> **Collected data entries**:
=== Begin Enclosure ===
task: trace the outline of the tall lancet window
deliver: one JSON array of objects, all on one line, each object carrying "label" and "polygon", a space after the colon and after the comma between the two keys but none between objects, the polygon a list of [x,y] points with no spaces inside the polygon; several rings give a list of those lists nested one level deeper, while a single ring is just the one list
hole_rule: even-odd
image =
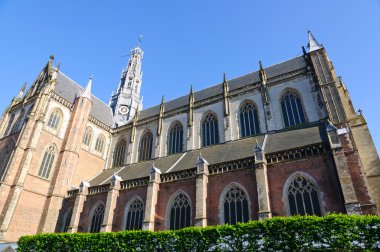
[{"label": "tall lancet window", "polygon": [[61,125],[61,120],[62,120],[62,112],[59,109],[55,109],[53,112],[51,112],[49,116],[47,127],[51,131],[53,131],[53,133],[56,133],[59,130],[59,127]]},{"label": "tall lancet window", "polygon": [[300,97],[292,90],[287,90],[281,98],[281,110],[285,127],[306,122]]},{"label": "tall lancet window", "polygon": [[170,229],[181,229],[190,226],[191,205],[189,198],[178,193],[170,208]]},{"label": "tall lancet window", "polygon": [[5,136],[9,134],[9,130],[11,129],[11,126],[12,126],[14,120],[15,120],[15,114],[12,114],[11,118],[9,118],[7,129],[4,132]]},{"label": "tall lancet window", "polygon": [[0,181],[3,180],[5,169],[7,168],[14,148],[15,142],[11,140],[0,150]]},{"label": "tall lancet window", "polygon": [[153,134],[150,131],[148,131],[142,136],[140,140],[139,161],[151,159],[152,148],[153,148]]},{"label": "tall lancet window", "polygon": [[83,135],[83,145],[86,147],[89,147],[91,144],[91,140],[92,140],[92,129],[91,127],[87,127]]},{"label": "tall lancet window", "polygon": [[45,151],[44,157],[42,159],[40,170],[38,171],[38,176],[43,178],[49,178],[51,168],[53,167],[54,160],[56,156],[56,148],[54,145],[50,145]]},{"label": "tall lancet window", "polygon": [[113,153],[113,166],[121,166],[124,164],[125,152],[127,150],[127,141],[120,140],[115,147]]},{"label": "tall lancet window", "polygon": [[295,176],[287,188],[290,215],[322,215],[316,185],[302,175]]},{"label": "tall lancet window", "polygon": [[106,142],[106,138],[104,137],[104,135],[99,134],[98,138],[96,139],[96,143],[95,143],[95,151],[103,154],[105,142]]},{"label": "tall lancet window", "polygon": [[125,230],[142,229],[143,218],[144,204],[139,198],[133,198],[125,209]]},{"label": "tall lancet window", "polygon": [[73,209],[70,208],[69,211],[67,211],[67,213],[65,215],[65,218],[64,218],[64,221],[63,221],[62,232],[66,233],[67,231],[69,231],[69,226],[70,226],[72,215],[73,215]]},{"label": "tall lancet window", "polygon": [[169,131],[168,136],[168,154],[174,154],[183,151],[183,127],[179,122],[174,123]]},{"label": "tall lancet window", "polygon": [[202,122],[202,147],[219,143],[218,120],[213,113],[208,113]]},{"label": "tall lancet window", "polygon": [[19,130],[21,130],[21,125],[22,125],[22,121],[24,119],[24,114],[25,114],[25,111],[22,110],[20,112],[20,115],[17,118],[17,121],[15,122],[15,124],[12,127],[11,134],[15,133],[15,132],[18,132]]},{"label": "tall lancet window", "polygon": [[228,187],[224,194],[224,223],[235,225],[238,222],[249,221],[248,199],[245,192],[238,186]]},{"label": "tall lancet window", "polygon": [[260,134],[257,108],[252,102],[246,102],[240,108],[240,135],[241,137]]},{"label": "tall lancet window", "polygon": [[98,203],[92,210],[90,233],[99,233],[104,218],[104,204]]}]

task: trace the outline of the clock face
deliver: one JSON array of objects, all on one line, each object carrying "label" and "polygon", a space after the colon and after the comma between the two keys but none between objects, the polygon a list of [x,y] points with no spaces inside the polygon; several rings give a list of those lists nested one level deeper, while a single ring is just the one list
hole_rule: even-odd
[{"label": "clock face", "polygon": [[120,114],[122,114],[122,115],[127,114],[128,111],[129,111],[129,109],[128,109],[127,106],[121,106],[121,107],[119,108],[119,112],[120,112]]}]

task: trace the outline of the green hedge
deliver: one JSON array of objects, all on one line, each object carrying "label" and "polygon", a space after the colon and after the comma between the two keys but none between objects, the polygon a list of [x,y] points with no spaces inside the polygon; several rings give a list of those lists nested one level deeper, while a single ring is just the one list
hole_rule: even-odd
[{"label": "green hedge", "polygon": [[178,231],[40,234],[23,236],[18,245],[18,251],[373,251],[380,250],[380,217],[294,216]]}]

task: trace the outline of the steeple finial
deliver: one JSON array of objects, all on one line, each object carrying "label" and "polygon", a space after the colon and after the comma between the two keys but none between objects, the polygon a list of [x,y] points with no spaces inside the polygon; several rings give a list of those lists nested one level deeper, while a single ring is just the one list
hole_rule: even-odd
[{"label": "steeple finial", "polygon": [[24,91],[25,91],[25,88],[26,88],[26,82],[24,83],[24,85],[22,85],[20,91],[18,92],[18,95],[17,95],[17,99],[21,99],[22,96],[24,95]]},{"label": "steeple finial", "polygon": [[91,86],[92,86],[92,75],[91,75],[90,79],[88,80],[87,86],[86,86],[85,90],[83,91],[81,97],[88,98],[91,100]]},{"label": "steeple finial", "polygon": [[259,75],[260,75],[261,84],[266,85],[267,84],[267,75],[265,73],[263,63],[261,62],[261,60],[259,60],[259,66],[260,66]]},{"label": "steeple finial", "polygon": [[316,51],[316,50],[323,48],[323,45],[318,43],[318,41],[314,38],[311,31],[307,32],[307,36],[308,36],[307,47],[309,47],[309,52]]},{"label": "steeple finial", "polygon": [[264,70],[263,63],[261,63],[261,60],[259,60],[259,66],[260,66],[260,71]]},{"label": "steeple finial", "polygon": [[161,105],[165,103],[165,96],[162,95],[162,98],[161,98]]}]

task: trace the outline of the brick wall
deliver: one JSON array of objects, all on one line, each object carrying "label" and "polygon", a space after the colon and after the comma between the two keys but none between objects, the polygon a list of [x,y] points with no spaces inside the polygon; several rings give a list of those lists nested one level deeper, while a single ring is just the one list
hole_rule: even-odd
[{"label": "brick wall", "polygon": [[[325,212],[344,211],[338,180],[328,157],[320,156],[268,166],[269,197],[273,216],[284,216],[283,190],[286,180],[301,171],[313,177],[322,193]],[[323,206],[322,206],[323,207]]]}]

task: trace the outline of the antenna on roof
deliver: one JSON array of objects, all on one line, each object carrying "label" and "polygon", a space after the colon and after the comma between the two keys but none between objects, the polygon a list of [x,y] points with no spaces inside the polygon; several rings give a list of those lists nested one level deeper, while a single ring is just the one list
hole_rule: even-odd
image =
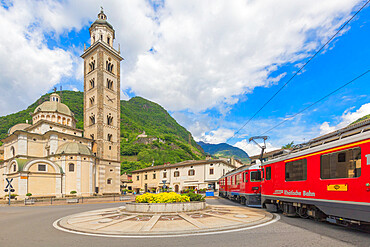
[{"label": "antenna on roof", "polygon": [[63,88],[60,86],[60,103],[62,103]]},{"label": "antenna on roof", "polygon": [[[257,146],[259,146],[262,149],[261,150],[261,155],[260,155],[261,164],[262,164],[262,161],[263,161],[263,153],[266,149],[266,140],[268,138],[269,138],[268,136],[253,136],[253,137],[249,138],[249,142],[253,141]],[[258,142],[256,142],[255,139],[263,139],[263,145],[261,146],[260,144],[258,144]]]},{"label": "antenna on roof", "polygon": [[57,92],[57,87],[54,87],[53,91],[54,91],[54,93],[56,93]]}]

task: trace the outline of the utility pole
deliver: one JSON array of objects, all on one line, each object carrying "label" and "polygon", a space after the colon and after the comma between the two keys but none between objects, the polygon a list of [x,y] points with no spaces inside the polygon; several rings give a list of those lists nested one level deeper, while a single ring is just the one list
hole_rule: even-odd
[{"label": "utility pole", "polygon": [[[268,136],[253,136],[253,137],[249,138],[249,142],[253,141],[257,146],[259,146],[261,148],[261,155],[260,155],[261,164],[262,164],[262,161],[263,161],[263,153],[266,149],[266,140],[268,138],[269,138]],[[258,144],[258,142],[255,141],[256,139],[263,139],[263,145]]]}]

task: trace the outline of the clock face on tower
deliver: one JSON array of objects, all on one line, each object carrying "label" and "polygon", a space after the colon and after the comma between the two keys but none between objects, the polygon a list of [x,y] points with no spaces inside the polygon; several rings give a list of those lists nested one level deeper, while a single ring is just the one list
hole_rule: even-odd
[{"label": "clock face on tower", "polygon": [[108,95],[106,95],[106,96],[107,96],[108,103],[114,103],[114,100],[115,100],[114,97],[111,98]]}]

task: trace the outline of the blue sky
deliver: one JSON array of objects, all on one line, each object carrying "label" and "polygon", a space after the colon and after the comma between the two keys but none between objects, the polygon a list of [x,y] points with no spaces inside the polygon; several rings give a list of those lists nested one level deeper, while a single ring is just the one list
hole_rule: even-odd
[{"label": "blue sky", "polygon": [[[54,86],[83,90],[84,43],[104,6],[120,43],[122,99],[164,106],[196,140],[224,142],[364,1],[0,1],[0,115]],[[230,144],[255,154],[250,136],[370,68],[370,9],[320,53]],[[370,75],[267,133],[268,148],[301,143],[370,114]],[[11,92],[11,93],[8,93]]]}]

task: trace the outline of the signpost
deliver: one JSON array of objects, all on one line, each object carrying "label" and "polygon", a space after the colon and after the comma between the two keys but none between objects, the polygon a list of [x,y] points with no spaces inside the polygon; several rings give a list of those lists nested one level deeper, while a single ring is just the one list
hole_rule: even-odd
[{"label": "signpost", "polygon": [[13,182],[13,179],[6,179],[6,182],[8,183],[7,184],[7,186],[5,187],[5,190],[4,190],[4,192],[9,192],[9,205],[10,205],[10,193],[11,192],[14,192],[15,190],[14,190],[14,188],[13,188],[13,185],[12,185],[12,182]]},{"label": "signpost", "polygon": [[166,182],[167,182],[167,180],[162,180],[162,183],[163,183],[163,192],[164,192],[164,190],[166,189]]}]

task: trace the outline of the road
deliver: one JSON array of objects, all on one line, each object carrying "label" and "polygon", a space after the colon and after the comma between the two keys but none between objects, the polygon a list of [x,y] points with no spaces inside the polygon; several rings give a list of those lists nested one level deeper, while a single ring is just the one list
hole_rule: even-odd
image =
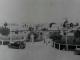
[{"label": "road", "polygon": [[9,49],[0,46],[0,60],[79,60],[73,52],[59,51],[43,43],[27,43],[26,49]]}]

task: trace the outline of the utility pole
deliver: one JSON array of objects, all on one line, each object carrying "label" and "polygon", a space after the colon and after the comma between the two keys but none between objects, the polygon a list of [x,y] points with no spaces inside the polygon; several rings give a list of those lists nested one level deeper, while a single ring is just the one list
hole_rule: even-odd
[{"label": "utility pole", "polygon": [[68,30],[66,30],[66,50],[68,50],[68,41],[67,41],[67,33],[68,33]]},{"label": "utility pole", "polygon": [[68,50],[68,41],[67,41],[67,34],[68,34],[68,26],[67,26],[67,24],[68,24],[68,18],[65,18],[65,22],[64,22],[64,25],[65,25],[65,27],[64,27],[64,29],[65,29],[65,39],[66,39],[66,50]]}]

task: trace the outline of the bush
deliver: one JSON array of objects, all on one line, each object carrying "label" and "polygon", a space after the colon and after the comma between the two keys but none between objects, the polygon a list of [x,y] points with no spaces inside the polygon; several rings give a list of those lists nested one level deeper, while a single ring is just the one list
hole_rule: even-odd
[{"label": "bush", "polygon": [[49,36],[50,39],[52,39],[53,41],[59,43],[62,40],[62,35],[60,35],[59,33],[52,33]]}]

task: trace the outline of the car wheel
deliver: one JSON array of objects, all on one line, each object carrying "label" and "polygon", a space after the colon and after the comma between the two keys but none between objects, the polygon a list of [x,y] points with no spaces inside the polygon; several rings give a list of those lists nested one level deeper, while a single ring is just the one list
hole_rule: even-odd
[{"label": "car wheel", "polygon": [[24,46],[24,45],[21,45],[21,46],[20,46],[20,49],[24,49],[24,48],[25,48],[25,46]]}]

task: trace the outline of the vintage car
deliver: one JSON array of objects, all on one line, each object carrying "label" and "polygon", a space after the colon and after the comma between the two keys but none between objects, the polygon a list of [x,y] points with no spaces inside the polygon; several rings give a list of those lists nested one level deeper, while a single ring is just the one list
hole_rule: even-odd
[{"label": "vintage car", "polygon": [[24,49],[26,47],[26,44],[22,41],[17,41],[17,42],[8,44],[8,47],[13,49]]}]

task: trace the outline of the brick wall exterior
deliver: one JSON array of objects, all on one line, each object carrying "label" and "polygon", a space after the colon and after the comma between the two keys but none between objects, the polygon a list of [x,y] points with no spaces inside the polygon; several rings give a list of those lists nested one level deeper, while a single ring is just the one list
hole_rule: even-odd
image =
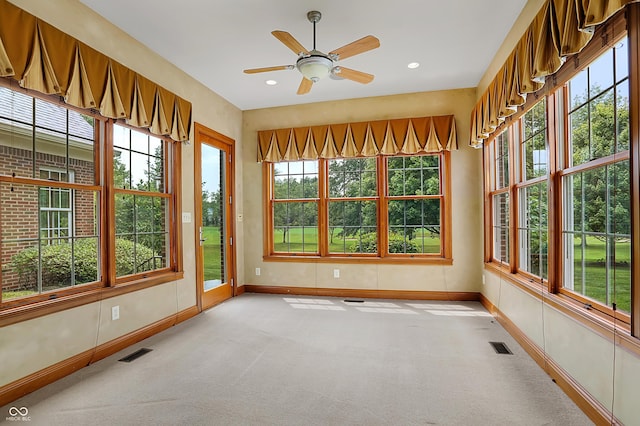
[{"label": "brick wall exterior", "polygon": [[[36,177],[39,169],[65,170],[65,157],[36,153]],[[90,161],[69,159],[69,171],[73,171],[73,181],[78,184],[94,184],[94,165]],[[33,176],[32,151],[0,145],[0,174],[16,177]],[[76,236],[95,235],[95,212],[93,191],[73,191],[75,215],[73,226]],[[11,258],[27,247],[37,245],[31,242],[8,242],[16,239],[38,238],[38,187],[24,184],[3,183],[0,186],[0,235],[2,240],[2,288],[5,291],[18,290],[24,286],[18,275],[11,270]],[[30,284],[32,285],[32,283]]]}]

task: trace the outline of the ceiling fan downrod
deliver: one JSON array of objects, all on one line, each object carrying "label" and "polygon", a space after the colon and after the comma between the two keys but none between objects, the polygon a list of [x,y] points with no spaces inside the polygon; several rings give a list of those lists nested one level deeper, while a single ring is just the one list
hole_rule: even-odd
[{"label": "ceiling fan downrod", "polygon": [[320,18],[322,18],[322,13],[317,10],[307,12],[307,19],[313,24],[313,50],[316,50],[316,22],[319,22]]}]

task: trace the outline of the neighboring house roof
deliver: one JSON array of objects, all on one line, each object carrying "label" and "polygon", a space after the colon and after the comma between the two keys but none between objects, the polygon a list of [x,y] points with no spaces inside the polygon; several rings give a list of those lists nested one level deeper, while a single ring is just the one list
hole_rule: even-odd
[{"label": "neighboring house roof", "polygon": [[[7,119],[13,126],[31,128],[33,123],[33,99],[29,95],[0,87],[0,122]],[[69,135],[76,141],[93,143],[93,126],[83,115],[63,106],[36,99],[36,126],[38,132],[49,135],[67,133],[66,112],[69,111]]]}]

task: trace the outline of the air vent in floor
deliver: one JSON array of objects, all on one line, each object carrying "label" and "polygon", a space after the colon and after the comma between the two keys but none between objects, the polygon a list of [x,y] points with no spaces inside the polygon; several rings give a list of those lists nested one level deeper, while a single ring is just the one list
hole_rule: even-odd
[{"label": "air vent in floor", "polygon": [[135,361],[136,359],[140,358],[142,355],[148,354],[152,350],[153,349],[147,349],[147,348],[138,349],[134,353],[129,354],[129,355],[125,356],[124,358],[120,358],[118,361],[122,361],[122,362]]},{"label": "air vent in floor", "polygon": [[364,303],[362,299],[344,299],[346,303]]},{"label": "air vent in floor", "polygon": [[493,350],[496,351],[497,354],[513,355],[513,352],[509,350],[504,342],[489,342],[489,344],[493,347]]}]

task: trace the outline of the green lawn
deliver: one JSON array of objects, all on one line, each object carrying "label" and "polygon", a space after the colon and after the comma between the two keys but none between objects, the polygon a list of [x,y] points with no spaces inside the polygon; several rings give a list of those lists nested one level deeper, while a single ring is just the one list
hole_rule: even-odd
[{"label": "green lawn", "polygon": [[204,279],[222,280],[222,263],[220,250],[220,229],[217,226],[203,226],[202,244],[204,249]]},{"label": "green lawn", "polygon": [[[599,302],[606,303],[607,283],[604,261],[606,259],[606,244],[594,237],[587,237],[587,245],[584,250],[584,274],[582,269],[581,251],[582,245],[579,238],[574,240],[574,291]],[[630,312],[631,309],[631,252],[630,243],[616,244],[615,267],[609,270],[609,297],[610,302],[614,298],[621,311]],[[582,277],[584,276],[584,289]],[[610,305],[611,303],[609,303]]]},{"label": "green lawn", "polygon": [[[353,253],[351,250],[357,244],[357,236],[342,237],[339,236],[339,229],[333,237],[333,241],[329,243],[329,252],[331,253]],[[423,236],[418,236],[414,242],[423,247],[423,253],[439,253],[440,252],[440,236],[425,232]],[[287,232],[287,242],[282,242],[282,230],[276,230],[273,235],[274,249],[276,252],[291,253],[316,253],[318,251],[318,230],[317,228],[304,228],[304,244],[302,242],[302,228],[291,228]]]}]

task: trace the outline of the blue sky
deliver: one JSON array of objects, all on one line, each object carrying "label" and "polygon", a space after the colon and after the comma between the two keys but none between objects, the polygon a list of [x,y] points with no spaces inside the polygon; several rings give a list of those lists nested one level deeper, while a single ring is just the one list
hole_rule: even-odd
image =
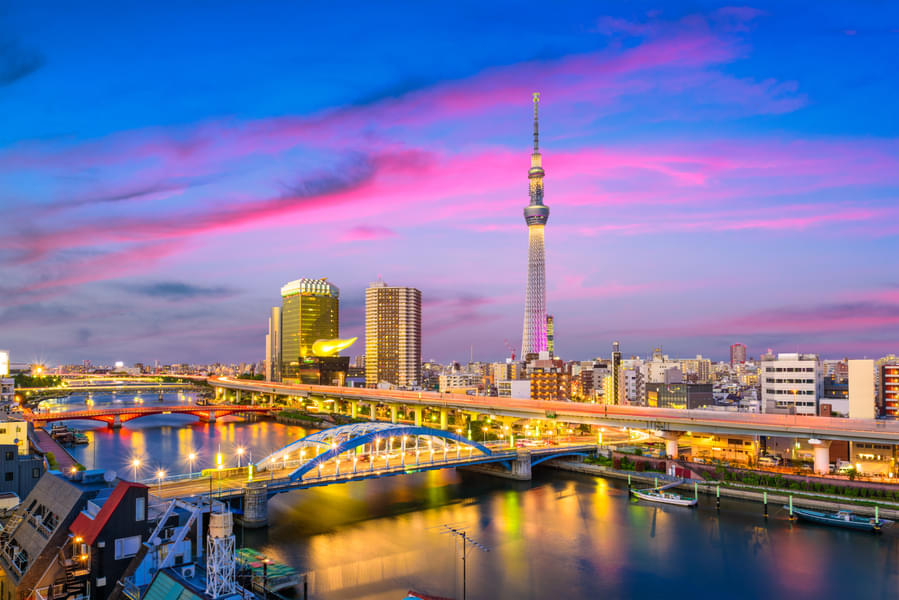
=== End Enclosure ===
> **ACTIVITY**:
Out of the data above, set down the lines from the one with "task: trace the outline of the ceiling" to the one with "task: trace the outline of the neighboring", both included, exactly as written and with no additions.

> **YOUR SOLUTION**:
task: trace the outline of the ceiling fan downrod
deliver: one JSON array of objects, all on one line, each object carrying "label" and "polygon", a space after the colon and after the comma between the two keys but none between objects, the polygon a list of [x,y] points with no spaces inside the polygon; several rings give a list of those lists nested one level deeper, while a single ring is just the one list
hole_rule: even-odd
[{"label": "ceiling fan downrod", "polygon": [[320,18],[322,18],[322,13],[317,10],[307,12],[307,19],[313,24],[313,50],[316,50],[316,22],[319,22]]}]

task: trace the outline of the neighboring house roof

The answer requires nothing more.